* BEGIN *
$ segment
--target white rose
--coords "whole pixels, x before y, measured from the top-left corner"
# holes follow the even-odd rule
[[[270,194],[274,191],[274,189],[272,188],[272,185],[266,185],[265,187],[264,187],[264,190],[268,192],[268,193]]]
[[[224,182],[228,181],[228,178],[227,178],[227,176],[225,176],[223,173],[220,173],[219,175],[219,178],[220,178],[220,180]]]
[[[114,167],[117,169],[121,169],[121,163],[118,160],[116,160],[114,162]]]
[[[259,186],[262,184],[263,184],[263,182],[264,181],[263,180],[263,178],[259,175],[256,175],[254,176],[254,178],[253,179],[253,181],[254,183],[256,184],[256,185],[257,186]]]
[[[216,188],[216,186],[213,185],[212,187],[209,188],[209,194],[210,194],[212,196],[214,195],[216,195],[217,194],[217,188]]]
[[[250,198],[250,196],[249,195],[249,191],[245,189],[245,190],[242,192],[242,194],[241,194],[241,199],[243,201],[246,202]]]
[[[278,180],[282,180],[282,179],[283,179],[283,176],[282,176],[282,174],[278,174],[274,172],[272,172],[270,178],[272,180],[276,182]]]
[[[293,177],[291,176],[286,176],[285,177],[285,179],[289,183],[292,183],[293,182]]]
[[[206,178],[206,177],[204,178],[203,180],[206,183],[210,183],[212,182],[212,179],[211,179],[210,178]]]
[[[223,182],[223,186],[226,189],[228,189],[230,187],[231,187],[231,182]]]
* END *
* PROBLEM
Retype the listing exactly, in full.

* RESPONSE TO THIS EXERCISE
$ segment
--target white rose
--coords "whole pixels, x before y, measured from the top-left corner"
# holes follow the even-odd rule
[[[270,194],[274,191],[274,189],[272,188],[272,185],[266,185],[265,187],[264,187],[264,190],[268,192],[268,193]]]
[[[224,182],[228,181],[228,178],[227,178],[227,176],[225,176],[223,173],[220,173],[219,175],[219,178],[220,178],[220,180]]]
[[[114,167],[117,169],[121,169],[121,163],[118,160],[116,160],[114,162]]]
[[[259,186],[262,184],[263,184],[263,182],[264,181],[263,180],[263,178],[259,175],[256,175],[254,176],[254,178],[253,179],[253,181],[254,183],[256,184],[256,185],[257,186]]]
[[[216,188],[216,186],[213,185],[212,187],[209,188],[209,194],[210,194],[212,196],[214,195],[216,195],[217,194],[217,188]]]
[[[250,198],[250,196],[249,195],[249,191],[245,189],[245,190],[242,192],[242,194],[241,194],[241,199],[243,201],[246,202]]]
[[[278,180],[282,180],[282,179],[283,179],[283,176],[282,176],[282,174],[278,174],[274,172],[272,172],[270,178],[272,180],[276,182]]]
[[[293,177],[291,176],[286,176],[285,177],[285,179],[289,183],[292,183],[293,182]]]
[[[206,178],[206,177],[204,178],[203,180],[206,183],[210,183],[212,182],[212,179],[211,179],[210,178]]]
[[[223,182],[223,186],[226,189],[228,189],[230,187],[231,187],[231,182]]]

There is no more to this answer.